Job. Report every line of the data below that contains the string "Target", matching case exactly.

Records for the task.
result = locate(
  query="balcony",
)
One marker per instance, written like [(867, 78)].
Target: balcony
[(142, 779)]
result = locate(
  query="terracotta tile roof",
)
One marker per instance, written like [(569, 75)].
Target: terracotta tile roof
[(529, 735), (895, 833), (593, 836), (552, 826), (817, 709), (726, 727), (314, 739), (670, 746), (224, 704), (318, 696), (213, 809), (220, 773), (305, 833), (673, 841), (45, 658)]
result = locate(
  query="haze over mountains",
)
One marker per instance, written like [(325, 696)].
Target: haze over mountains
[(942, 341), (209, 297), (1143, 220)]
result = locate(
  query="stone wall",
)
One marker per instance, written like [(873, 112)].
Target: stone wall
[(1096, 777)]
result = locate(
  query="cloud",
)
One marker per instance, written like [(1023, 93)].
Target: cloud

--

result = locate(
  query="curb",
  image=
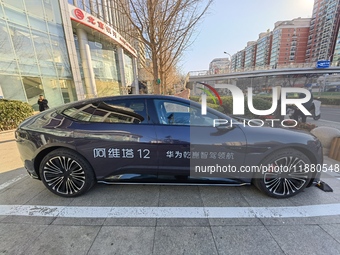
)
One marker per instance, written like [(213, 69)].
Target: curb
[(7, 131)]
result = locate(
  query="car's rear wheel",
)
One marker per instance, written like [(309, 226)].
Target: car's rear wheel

The solution.
Target: balcony
Target: terracotta tile roof
Target: haze over mountains
Target: stone wall
Target: cloud
Target: curb
Target: car's rear wheel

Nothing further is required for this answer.